**Directions for this task**
From the records below, set down exactly the lines starting with the line that contains "bag? Indicate one point per instance." and going on through the line that contains "canada logo? Indicate one point per instance.". Nothing else is wanted.

**Record extracts**
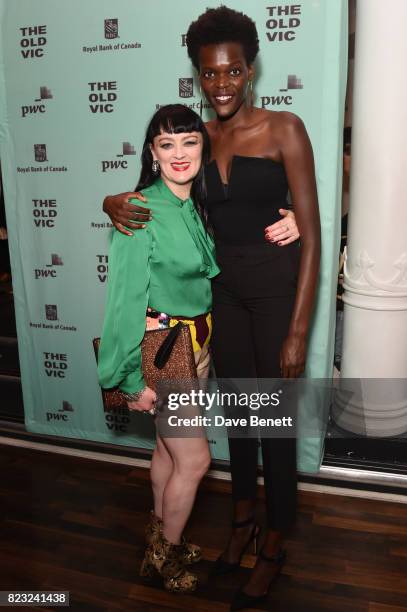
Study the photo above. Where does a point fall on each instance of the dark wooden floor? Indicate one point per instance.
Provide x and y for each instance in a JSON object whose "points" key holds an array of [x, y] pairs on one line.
{"points": [[77, 525]]}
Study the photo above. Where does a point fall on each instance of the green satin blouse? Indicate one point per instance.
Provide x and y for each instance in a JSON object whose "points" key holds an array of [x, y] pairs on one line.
{"points": [[167, 266]]}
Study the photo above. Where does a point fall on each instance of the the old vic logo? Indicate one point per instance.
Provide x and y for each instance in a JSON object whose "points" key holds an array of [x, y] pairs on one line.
{"points": [[102, 96], [55, 364], [33, 41], [44, 212], [283, 21]]}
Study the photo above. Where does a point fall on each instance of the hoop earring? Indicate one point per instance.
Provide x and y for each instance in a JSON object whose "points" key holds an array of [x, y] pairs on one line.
{"points": [[251, 93], [201, 102]]}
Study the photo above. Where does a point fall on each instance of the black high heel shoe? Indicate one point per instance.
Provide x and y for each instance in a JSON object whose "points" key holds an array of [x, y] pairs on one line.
{"points": [[222, 567], [243, 600]]}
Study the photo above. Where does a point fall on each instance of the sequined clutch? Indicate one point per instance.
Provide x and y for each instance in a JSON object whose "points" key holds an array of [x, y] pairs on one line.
{"points": [[166, 355]]}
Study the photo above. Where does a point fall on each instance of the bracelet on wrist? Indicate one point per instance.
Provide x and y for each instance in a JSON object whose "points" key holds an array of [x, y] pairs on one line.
{"points": [[134, 397]]}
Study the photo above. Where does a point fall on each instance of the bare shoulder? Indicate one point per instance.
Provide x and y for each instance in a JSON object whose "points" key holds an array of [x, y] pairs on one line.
{"points": [[210, 126], [288, 129]]}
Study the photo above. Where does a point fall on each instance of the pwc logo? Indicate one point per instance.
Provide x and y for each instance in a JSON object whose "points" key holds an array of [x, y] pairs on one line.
{"points": [[283, 97], [119, 164], [62, 414], [49, 271], [38, 107]]}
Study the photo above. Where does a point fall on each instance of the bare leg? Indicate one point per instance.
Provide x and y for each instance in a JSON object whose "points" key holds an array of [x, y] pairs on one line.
{"points": [[161, 469], [191, 459]]}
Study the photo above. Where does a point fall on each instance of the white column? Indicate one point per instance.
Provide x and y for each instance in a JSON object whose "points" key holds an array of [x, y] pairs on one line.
{"points": [[375, 276]]}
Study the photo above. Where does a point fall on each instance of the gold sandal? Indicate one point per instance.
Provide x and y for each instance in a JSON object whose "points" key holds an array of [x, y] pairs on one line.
{"points": [[166, 559], [192, 553]]}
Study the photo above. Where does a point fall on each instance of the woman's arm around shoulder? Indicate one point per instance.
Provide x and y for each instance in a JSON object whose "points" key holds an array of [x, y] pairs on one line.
{"points": [[298, 159]]}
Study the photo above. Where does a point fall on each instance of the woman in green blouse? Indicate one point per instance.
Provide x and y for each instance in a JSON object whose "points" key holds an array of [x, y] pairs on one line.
{"points": [[166, 268]]}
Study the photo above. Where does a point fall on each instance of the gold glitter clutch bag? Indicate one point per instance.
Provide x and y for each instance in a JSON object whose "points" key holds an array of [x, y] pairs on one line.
{"points": [[166, 355]]}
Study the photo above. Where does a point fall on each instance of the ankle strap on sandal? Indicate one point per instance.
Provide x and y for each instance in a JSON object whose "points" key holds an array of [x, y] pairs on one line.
{"points": [[245, 523], [278, 558]]}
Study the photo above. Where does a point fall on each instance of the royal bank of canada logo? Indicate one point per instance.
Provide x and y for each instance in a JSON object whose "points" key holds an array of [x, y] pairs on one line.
{"points": [[111, 28], [50, 269], [62, 414], [55, 364], [111, 31], [52, 320], [283, 22], [102, 267], [283, 97], [33, 41], [40, 156], [38, 106], [51, 312], [40, 153], [45, 212], [119, 164], [117, 419], [186, 87]]}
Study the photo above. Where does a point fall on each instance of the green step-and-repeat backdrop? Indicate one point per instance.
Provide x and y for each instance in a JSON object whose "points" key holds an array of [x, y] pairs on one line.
{"points": [[79, 81]]}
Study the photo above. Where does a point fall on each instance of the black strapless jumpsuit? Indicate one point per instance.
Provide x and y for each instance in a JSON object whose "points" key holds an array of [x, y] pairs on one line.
{"points": [[253, 299]]}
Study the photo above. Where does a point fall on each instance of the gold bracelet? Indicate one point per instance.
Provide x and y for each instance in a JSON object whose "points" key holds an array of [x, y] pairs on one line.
{"points": [[134, 397]]}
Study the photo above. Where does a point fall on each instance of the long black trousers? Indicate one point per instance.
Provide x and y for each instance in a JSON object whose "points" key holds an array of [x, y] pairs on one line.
{"points": [[253, 298]]}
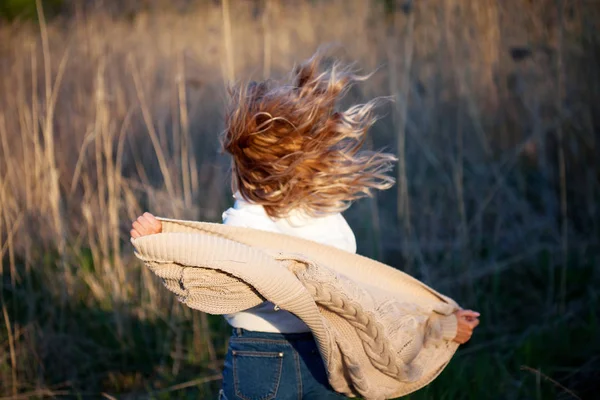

**Response for this exercise**
Study the photo above. Where does a point fall on each instance of the gold glitter clutch bag? Indicate one point per instance.
Provide x and y for each instance in a JSON object whose "points" key holds an array of [x, y] pairs on one line.
{"points": [[166, 355]]}
Study the photo above. Where does a point fall on each instance of the ankle strap on sandal? Indicate one point per instance.
Provide x and y for each instance in a JSON object whose "points" key holds an array of [x, y] pairs on one line.
{"points": [[245, 523], [278, 558]]}
Study the photo above. Where does a point fall on each instance of the royal bank of canada logo? Indicate one point per instance.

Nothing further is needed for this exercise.